*Texte proposé:*
Mais la pertinence et la crédibilité des réponses exigent une certaine saine intelligence à cerner les causes des protestations et contestations et à leur apporter des éclaircissements satisfaisants.
Trois reproches
Ceci étant, qu’importe les raisons qui ont poussé le ministre de la Justice Abdellatif Ouahbi à livrer sa version des faits au sujet du scandale qui a éclaboussé l’examen pour le certificat d’aptitude à la profession d’avocat. Pas très important ici non plus de savoir s’il l’a fait sous la pression du Chef du gouvernement ou de hautes sphères dans l’appareil de l’Etat. De ce marécage, le Chef du gouvernement semble avoir pris ses distances, laissant à M. Ouahbi le soin de mener démêler une situation qu’il a lui-même créée. Sinon on ne comprendrait pas que le porte-parole du Gouvernement esquive laconiquement cette affaire, en assurant que M. Ouahbi allait fournir ultérieurement des explications, dénotant par là-même l’isolement de son confrère.
Celui qui est toujours ministre de la Justice a assumé ses responsabilités et livré sa version au moment où la blogosphère et les médias sociaux se relayaient des informations faisant état de son limogeage et que la décision concernant son départ du gouvernement n’était qu’une question de temps.

*Données enregistrées:*
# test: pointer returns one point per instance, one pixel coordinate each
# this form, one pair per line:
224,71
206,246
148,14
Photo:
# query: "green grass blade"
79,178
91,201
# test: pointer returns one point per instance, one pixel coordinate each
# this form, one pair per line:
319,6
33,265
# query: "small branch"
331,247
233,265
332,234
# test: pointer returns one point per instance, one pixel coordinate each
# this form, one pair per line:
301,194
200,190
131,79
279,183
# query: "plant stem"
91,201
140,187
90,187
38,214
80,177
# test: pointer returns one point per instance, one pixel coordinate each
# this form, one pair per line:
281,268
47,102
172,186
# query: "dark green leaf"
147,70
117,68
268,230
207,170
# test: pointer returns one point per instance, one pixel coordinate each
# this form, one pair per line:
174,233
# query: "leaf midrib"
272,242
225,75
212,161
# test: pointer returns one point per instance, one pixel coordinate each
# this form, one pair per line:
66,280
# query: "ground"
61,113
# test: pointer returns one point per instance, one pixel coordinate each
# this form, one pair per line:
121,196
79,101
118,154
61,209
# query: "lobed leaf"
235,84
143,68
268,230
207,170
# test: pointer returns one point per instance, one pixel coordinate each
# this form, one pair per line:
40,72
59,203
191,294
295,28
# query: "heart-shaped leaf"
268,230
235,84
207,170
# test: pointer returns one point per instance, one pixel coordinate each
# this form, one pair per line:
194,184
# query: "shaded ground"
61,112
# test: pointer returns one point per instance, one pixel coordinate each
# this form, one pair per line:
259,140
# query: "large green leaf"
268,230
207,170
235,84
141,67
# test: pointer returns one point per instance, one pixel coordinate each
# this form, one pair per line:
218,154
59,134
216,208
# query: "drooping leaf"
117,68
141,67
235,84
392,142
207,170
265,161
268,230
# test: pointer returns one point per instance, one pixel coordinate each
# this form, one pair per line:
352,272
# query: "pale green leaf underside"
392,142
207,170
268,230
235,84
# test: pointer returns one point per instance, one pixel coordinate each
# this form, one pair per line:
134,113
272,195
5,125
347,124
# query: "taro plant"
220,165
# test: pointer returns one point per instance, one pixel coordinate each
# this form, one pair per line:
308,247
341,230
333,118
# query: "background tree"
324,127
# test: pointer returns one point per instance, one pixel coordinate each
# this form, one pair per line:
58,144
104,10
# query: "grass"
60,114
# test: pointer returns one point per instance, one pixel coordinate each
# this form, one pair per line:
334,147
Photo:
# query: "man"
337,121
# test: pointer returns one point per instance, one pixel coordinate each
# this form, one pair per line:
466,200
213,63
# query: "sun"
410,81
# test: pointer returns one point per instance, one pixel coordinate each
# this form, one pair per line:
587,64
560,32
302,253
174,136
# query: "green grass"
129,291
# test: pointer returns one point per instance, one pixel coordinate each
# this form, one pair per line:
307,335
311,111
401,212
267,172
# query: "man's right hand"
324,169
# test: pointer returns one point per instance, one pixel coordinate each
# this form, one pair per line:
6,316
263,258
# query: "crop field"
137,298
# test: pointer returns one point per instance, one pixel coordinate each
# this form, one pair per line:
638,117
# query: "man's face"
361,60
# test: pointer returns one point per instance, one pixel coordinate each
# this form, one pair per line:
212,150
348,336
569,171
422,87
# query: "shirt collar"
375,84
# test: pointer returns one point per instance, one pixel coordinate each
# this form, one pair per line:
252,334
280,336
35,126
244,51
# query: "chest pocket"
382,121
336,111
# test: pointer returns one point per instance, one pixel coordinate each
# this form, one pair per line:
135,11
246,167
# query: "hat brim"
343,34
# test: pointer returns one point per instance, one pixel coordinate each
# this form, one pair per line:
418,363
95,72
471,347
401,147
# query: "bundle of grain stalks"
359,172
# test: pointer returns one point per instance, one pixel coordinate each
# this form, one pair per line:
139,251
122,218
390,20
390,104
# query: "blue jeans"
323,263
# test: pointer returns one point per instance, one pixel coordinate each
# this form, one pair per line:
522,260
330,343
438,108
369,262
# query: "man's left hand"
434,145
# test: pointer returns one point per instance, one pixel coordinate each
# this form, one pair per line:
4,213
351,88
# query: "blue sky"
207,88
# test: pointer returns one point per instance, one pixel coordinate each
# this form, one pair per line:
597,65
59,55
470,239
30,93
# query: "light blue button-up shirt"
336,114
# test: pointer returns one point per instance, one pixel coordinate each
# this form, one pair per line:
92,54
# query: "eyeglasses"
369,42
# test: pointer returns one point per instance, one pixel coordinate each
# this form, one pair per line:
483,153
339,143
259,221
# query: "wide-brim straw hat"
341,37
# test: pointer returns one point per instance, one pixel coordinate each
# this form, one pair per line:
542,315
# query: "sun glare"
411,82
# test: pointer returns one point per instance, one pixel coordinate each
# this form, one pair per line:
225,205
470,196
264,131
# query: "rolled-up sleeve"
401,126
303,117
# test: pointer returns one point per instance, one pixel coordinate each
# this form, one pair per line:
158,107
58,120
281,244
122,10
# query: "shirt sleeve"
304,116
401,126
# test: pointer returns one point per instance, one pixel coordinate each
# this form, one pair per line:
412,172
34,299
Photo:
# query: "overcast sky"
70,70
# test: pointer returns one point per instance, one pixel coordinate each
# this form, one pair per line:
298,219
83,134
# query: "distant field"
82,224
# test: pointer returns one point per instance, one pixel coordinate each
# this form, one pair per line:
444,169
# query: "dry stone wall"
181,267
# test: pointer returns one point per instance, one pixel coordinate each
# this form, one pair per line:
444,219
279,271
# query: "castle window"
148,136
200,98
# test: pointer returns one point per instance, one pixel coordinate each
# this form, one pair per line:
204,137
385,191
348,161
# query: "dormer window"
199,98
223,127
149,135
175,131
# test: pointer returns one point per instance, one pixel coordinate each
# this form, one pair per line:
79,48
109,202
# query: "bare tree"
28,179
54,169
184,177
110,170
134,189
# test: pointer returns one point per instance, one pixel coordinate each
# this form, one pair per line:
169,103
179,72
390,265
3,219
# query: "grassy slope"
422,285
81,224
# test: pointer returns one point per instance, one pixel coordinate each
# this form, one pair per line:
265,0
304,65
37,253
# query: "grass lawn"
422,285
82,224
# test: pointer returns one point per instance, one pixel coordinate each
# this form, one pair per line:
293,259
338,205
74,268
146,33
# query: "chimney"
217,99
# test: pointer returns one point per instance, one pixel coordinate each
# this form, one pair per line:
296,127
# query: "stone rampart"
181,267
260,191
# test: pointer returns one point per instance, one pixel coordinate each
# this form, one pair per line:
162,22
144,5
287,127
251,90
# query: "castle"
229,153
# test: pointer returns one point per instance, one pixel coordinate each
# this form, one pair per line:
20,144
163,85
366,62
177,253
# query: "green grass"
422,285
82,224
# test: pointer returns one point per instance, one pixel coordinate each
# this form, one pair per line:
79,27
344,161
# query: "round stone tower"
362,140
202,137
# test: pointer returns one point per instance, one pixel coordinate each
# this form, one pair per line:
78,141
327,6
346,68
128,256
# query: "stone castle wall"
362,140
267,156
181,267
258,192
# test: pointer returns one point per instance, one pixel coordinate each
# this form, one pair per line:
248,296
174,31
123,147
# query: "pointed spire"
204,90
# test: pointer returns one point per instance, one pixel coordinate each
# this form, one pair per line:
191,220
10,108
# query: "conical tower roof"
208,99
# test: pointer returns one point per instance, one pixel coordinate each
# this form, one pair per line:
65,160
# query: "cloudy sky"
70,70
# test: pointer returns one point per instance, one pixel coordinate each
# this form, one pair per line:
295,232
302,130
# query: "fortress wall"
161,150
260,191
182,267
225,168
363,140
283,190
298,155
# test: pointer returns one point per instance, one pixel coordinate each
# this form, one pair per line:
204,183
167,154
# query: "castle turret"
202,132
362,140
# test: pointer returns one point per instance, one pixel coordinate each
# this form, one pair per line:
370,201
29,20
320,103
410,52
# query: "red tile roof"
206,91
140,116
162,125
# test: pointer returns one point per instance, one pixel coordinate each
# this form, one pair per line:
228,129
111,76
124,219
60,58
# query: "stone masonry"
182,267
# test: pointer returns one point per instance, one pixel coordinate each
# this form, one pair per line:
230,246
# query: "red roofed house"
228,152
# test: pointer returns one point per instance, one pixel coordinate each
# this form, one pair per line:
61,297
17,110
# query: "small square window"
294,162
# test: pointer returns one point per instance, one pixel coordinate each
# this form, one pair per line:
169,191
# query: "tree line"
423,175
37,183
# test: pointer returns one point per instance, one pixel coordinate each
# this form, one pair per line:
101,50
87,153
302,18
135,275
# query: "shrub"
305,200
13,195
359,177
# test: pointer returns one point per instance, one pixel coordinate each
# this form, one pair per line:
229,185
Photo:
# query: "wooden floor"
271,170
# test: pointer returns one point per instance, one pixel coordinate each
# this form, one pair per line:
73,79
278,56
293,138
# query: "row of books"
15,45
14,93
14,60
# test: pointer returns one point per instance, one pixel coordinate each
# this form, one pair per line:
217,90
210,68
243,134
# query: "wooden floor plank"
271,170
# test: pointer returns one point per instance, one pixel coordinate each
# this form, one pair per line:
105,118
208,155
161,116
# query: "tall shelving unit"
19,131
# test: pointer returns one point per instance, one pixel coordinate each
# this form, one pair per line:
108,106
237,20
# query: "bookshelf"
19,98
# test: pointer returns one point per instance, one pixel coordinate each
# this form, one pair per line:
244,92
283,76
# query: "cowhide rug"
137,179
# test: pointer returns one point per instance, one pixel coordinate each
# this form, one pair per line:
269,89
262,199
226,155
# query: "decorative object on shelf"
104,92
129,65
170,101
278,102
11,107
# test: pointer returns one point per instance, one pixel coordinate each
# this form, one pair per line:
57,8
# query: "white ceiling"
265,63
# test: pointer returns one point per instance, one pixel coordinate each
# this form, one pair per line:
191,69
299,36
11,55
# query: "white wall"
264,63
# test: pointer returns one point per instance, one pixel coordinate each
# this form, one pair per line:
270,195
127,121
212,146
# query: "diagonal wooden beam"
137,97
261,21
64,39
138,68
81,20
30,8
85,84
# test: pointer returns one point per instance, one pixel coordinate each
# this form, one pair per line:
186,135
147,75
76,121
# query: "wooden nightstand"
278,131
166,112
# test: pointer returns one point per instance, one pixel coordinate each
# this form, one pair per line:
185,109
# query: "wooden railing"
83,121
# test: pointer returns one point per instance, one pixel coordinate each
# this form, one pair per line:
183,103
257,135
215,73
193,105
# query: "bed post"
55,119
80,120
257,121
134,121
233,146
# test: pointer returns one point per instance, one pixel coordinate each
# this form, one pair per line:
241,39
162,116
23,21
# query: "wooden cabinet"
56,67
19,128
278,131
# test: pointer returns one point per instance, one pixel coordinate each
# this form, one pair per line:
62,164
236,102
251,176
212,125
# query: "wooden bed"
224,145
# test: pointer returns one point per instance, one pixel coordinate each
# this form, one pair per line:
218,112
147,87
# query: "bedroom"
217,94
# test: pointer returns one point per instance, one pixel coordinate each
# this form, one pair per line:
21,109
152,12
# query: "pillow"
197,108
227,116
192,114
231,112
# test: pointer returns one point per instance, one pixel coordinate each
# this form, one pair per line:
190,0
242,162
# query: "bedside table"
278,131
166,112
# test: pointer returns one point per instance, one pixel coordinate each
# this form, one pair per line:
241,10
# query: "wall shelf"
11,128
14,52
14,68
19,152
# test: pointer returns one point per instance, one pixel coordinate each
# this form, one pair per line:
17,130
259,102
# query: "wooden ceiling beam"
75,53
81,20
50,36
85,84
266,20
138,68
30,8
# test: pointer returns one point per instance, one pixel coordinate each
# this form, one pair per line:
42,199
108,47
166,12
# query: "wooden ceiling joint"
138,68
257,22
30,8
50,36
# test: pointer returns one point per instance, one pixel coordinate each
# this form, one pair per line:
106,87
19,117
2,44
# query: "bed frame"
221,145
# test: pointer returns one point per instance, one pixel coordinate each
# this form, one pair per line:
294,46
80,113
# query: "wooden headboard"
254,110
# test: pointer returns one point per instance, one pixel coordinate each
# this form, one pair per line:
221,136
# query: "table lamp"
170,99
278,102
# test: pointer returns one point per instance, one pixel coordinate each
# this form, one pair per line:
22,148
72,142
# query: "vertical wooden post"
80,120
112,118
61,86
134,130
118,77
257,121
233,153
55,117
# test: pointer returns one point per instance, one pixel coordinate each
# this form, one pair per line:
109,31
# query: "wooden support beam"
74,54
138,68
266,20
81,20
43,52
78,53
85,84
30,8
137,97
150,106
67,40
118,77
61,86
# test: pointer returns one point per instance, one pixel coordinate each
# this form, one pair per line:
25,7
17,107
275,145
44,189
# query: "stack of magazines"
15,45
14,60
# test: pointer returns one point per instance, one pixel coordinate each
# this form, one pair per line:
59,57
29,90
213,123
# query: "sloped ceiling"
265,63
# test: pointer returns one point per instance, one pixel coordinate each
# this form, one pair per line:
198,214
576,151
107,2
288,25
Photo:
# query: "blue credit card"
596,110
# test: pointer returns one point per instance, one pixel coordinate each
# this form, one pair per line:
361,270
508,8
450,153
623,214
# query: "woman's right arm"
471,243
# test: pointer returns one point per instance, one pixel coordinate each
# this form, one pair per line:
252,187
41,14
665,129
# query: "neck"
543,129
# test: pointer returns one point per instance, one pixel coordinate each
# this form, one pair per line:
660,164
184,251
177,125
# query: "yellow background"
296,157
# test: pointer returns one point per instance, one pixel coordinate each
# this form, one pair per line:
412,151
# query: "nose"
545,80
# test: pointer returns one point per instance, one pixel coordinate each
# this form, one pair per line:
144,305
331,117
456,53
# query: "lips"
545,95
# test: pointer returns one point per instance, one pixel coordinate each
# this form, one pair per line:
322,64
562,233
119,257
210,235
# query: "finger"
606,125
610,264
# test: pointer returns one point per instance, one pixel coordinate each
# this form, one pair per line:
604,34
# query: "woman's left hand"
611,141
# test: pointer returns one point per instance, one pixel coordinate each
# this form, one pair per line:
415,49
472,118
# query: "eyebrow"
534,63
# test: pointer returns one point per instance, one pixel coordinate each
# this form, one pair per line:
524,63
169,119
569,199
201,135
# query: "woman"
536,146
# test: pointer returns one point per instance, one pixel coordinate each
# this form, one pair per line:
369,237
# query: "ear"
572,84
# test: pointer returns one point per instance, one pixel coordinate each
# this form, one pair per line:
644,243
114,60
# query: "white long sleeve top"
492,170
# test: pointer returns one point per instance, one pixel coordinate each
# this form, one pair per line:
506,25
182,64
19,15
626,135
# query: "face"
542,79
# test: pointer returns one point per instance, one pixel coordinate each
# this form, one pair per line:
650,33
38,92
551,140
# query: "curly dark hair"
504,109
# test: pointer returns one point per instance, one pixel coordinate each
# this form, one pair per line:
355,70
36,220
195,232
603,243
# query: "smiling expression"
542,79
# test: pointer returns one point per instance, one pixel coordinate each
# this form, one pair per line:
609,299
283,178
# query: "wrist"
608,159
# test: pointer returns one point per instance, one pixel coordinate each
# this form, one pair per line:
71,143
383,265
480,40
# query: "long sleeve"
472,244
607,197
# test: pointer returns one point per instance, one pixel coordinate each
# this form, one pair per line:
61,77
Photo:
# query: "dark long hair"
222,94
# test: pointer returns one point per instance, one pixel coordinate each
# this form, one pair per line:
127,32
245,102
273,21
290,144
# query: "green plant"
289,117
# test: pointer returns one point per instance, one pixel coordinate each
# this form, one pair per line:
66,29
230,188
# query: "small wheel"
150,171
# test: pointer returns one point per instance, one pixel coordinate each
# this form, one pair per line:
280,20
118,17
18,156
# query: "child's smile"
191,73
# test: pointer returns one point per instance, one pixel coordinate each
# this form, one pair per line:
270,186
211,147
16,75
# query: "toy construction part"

*Exercices:*
1. Relevez toutes les fonctions gouvernementales nommées dans le texte proposé.
2. Répondez aux questions suivantes à partir du texte proposé :
(a) Quel examen le scandale a-t-il éclaboussé ?
(b) Qu'a assuré le porte-parole du Gouvernement au sujet de M. Ouahbi ?
(c) Quelles informations la blogosphère et les médias sociaux se relayaient-ils ?

*Corrigés:*
1.
- ministre de la Justice
- Chef du gouvernement
- porte-parole du Gouvernement

2.
(a) L'examen pour le certificat d'aptitude à la profession d'avocat.
(b) Il a assuré que M. Ouahbi allait fournir ultérieurement des explications.
(c) Des informations faisant état du limogeage du ministre, selon lesquelles la décision concernant son départ du gouvernement n'était qu'une question de temps.